◆ **Exercise brief**
How many of the lines below contain the string "cable"? Case counts. Reply with the number alone.

Dataset entries:
· · · · ·
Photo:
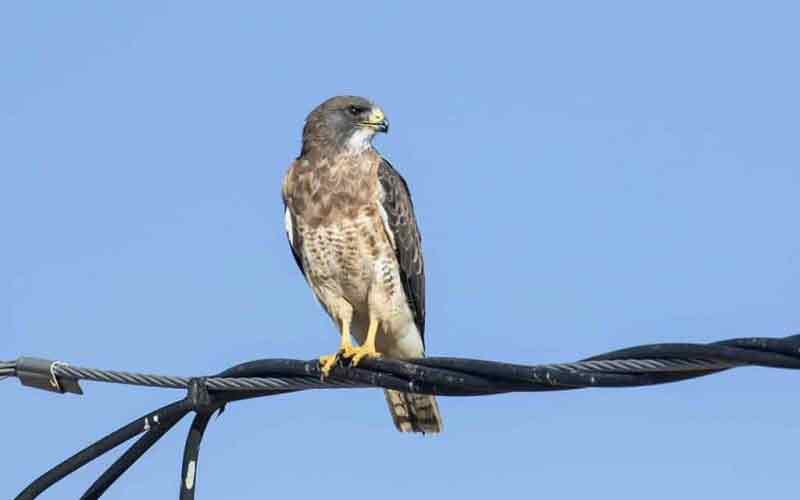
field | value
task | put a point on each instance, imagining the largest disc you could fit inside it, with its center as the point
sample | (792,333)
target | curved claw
(327,362)
(362,352)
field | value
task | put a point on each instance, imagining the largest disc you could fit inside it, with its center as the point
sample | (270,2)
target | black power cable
(637,366)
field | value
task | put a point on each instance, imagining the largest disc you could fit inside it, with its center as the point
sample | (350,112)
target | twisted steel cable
(637,366)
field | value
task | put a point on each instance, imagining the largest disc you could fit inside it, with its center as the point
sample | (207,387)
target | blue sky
(587,176)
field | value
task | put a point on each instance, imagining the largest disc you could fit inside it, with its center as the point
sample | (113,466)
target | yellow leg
(368,347)
(326,363)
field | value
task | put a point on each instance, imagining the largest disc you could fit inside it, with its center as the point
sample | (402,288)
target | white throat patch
(360,140)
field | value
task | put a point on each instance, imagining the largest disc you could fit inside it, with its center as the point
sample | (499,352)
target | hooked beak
(377,120)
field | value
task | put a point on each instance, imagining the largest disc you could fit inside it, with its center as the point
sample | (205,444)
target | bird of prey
(353,233)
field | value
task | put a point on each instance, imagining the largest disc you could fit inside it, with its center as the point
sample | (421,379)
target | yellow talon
(326,363)
(367,349)
(346,350)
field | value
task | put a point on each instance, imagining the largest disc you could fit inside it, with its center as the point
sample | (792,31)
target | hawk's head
(344,122)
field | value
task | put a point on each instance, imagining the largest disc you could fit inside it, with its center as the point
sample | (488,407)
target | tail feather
(414,412)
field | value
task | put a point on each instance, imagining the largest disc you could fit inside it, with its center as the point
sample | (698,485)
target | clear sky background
(587,176)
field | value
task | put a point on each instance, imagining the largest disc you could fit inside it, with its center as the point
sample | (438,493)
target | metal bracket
(40,373)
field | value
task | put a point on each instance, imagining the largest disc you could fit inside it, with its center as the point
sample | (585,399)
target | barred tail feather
(414,412)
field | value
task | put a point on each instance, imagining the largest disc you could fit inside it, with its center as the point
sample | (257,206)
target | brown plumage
(353,233)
· · · · ·
◆ **Completed exercise**
2